* begin *

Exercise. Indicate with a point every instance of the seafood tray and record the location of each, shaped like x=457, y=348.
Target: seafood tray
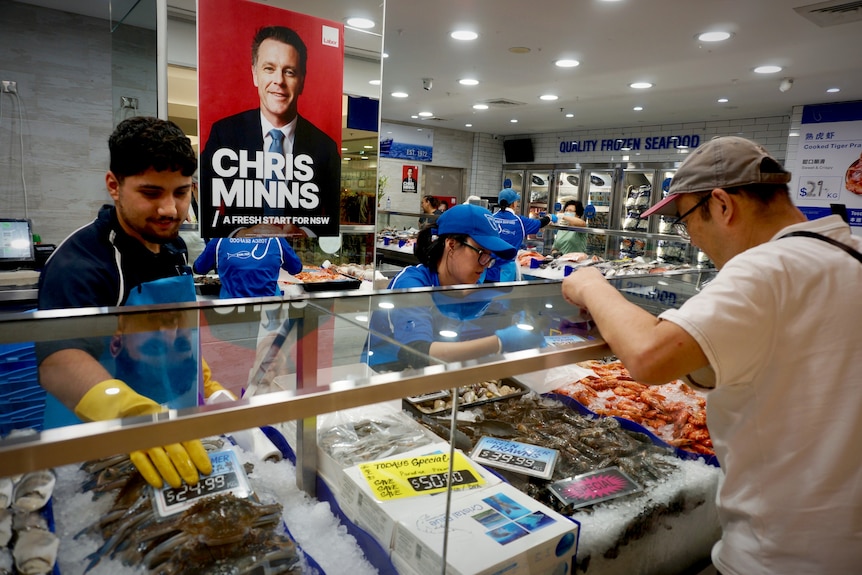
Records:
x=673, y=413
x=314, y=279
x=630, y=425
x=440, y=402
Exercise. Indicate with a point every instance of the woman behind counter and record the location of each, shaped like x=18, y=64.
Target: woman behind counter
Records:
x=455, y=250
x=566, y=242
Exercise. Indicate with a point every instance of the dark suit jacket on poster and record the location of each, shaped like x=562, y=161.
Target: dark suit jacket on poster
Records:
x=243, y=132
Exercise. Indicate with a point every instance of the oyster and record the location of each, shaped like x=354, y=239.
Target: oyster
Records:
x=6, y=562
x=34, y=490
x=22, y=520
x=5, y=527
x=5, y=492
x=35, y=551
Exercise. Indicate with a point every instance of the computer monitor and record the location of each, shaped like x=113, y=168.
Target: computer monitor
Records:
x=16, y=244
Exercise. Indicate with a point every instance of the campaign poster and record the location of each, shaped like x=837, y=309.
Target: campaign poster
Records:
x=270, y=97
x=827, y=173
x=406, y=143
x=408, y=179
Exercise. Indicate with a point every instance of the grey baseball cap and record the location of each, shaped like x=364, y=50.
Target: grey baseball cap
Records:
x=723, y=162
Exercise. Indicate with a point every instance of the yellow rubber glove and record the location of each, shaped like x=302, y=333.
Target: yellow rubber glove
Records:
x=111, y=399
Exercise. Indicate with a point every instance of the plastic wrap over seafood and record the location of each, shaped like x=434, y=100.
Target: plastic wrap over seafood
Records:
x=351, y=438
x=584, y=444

* end *
* begin *

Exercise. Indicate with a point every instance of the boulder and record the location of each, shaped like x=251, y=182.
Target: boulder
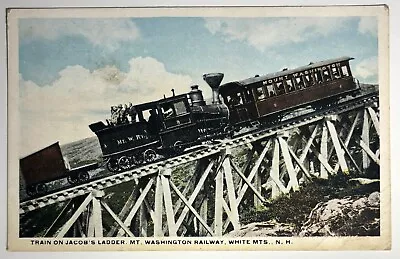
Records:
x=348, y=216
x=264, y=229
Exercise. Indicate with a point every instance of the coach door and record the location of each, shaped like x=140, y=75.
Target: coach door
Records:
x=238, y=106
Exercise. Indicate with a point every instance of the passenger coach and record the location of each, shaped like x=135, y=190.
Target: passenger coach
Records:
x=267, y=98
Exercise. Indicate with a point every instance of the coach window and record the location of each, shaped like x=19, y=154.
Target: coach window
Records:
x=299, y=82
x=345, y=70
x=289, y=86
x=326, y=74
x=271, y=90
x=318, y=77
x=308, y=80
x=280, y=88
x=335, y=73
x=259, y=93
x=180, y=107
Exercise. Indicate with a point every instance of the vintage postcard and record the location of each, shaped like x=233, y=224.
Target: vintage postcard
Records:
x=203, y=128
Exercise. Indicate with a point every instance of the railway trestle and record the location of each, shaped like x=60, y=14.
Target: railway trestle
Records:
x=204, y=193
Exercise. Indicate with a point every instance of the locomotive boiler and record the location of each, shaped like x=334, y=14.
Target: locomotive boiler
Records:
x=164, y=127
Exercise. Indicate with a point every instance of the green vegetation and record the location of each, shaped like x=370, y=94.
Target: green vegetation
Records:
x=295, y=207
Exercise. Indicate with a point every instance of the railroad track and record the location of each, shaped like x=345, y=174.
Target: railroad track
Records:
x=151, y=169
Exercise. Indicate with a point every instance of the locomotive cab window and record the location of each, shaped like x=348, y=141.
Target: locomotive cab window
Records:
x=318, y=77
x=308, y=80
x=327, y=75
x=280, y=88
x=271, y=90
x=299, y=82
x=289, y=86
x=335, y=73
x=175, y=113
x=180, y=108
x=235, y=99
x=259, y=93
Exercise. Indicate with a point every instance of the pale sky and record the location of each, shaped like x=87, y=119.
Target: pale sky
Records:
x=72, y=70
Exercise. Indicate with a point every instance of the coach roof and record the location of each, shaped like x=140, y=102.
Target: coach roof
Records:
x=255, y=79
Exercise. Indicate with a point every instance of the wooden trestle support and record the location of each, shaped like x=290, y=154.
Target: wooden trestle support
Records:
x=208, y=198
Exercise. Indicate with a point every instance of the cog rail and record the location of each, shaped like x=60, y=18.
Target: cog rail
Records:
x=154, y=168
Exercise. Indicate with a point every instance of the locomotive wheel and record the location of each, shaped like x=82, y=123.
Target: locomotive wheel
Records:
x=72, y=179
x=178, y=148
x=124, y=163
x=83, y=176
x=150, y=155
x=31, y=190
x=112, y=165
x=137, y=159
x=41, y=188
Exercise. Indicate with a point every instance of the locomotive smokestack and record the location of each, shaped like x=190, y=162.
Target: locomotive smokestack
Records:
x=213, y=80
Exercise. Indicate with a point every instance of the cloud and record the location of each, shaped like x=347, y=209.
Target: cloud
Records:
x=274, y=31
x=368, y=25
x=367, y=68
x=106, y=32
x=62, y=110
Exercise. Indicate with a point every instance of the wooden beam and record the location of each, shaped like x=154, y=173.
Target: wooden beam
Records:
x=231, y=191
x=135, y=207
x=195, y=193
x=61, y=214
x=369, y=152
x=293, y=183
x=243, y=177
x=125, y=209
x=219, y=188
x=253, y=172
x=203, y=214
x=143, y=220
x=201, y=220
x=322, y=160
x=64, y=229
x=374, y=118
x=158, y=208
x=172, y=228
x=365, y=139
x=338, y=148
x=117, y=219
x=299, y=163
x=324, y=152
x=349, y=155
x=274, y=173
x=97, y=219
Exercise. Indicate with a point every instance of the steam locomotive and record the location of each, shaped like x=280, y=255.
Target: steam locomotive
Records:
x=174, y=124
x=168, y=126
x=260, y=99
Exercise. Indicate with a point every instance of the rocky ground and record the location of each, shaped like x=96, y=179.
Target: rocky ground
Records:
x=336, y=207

* end *

GIVEN PROBLEM » Rewrite the lines from the one containing "Exercise. Indicate with a point every instance of the seafood" through the one containing "x=243, y=132" as a numbered list, skipping any blank lines. Omit the pictures.

TASK SOLUTION »
1. Exercise. Indicate with a point every instance of the seafood tray and record the location of each, shaped like x=457, y=348.
2. Target: seafood tray
3. Records:
4. x=673, y=413
5. x=314, y=279
6. x=630, y=425
7. x=440, y=402
8. Exercise. Indicate with a point every instance of the woman behind counter and record the location of each, shaped like x=18, y=64.
9. Target: woman behind counter
10. Records:
11. x=455, y=250
12. x=566, y=242
13. Exercise. Indicate with a point every instance of the dark suit jacket on poster and record the location of each, shaped like x=562, y=161.
14. Target: dark suit jacket on poster
15. Records:
16. x=243, y=132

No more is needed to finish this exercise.